--- Start Given records ---

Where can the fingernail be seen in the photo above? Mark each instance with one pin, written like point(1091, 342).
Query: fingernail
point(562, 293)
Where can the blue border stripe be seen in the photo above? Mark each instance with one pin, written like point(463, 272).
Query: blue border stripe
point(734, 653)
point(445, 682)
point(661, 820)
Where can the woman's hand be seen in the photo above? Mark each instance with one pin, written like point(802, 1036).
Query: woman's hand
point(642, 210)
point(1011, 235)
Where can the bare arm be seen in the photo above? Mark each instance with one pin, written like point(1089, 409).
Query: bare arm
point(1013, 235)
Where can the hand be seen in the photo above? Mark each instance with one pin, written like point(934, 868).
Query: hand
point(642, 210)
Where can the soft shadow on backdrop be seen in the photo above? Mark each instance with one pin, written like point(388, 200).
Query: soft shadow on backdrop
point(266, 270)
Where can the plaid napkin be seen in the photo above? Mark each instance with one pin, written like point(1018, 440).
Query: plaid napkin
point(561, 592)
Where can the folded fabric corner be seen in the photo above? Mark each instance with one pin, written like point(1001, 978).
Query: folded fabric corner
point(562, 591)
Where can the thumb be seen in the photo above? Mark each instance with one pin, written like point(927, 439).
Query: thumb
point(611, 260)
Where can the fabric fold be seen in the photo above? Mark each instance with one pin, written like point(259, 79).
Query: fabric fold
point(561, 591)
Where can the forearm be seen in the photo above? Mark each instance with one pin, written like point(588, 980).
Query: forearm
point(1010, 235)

--- End Given records ---

Short problem: Type out all of the lines above again, word for word and in the same order.

Task result:
Where can the fingernail be seen in the photo above? Mark each instance with one pin, written like point(1091, 342).
Query: fingernail
point(562, 293)
Where can the blue border stripe be seen in the photo above? Mark each instance with one pin, written like point(463, 272).
Query: blue border stripe
point(734, 653)
point(445, 682)
point(661, 820)
Where can the woman's hand be seen in the photo above? Mark each instance with one pin, written like point(802, 1036).
Query: woman's hand
point(642, 210)
point(1011, 235)
Where can the bare arm be seen in the photo above? Mark each instance with one pin, written like point(1089, 409).
Query: bare arm
point(1013, 235)
Where can the hand be seen in the photo above? Mark each instance with one pin, written like point(934, 868).
Query: hand
point(642, 210)
Where can the soft shadow on backdrop be seen in the photo above? Mark each instance with one pin, written like point(388, 200).
Query: soft shadow on backdrop
point(266, 270)
Where can the plaid napkin be seen in the photo above? Mark each instance with one pin, written like point(1018, 440).
Query: plaid napkin
point(561, 592)
Where can the folded fabric corner be seen in the photo above? Mark each instance with one pin, written like point(1001, 978).
Query: folded fabric corner
point(562, 591)
Where can the thumb be seen in the photo above? Mark each instance with one pin, written like point(927, 439).
Query: thumb
point(611, 260)
Where can the fabric fold be seen in the photo above? Mark each instance with one pin, written like point(259, 79).
Query: fabric fold
point(561, 591)
Where can the forearm be seen in the photo above? Mark each instance with one pin, written like point(588, 980).
Query: forearm
point(1010, 235)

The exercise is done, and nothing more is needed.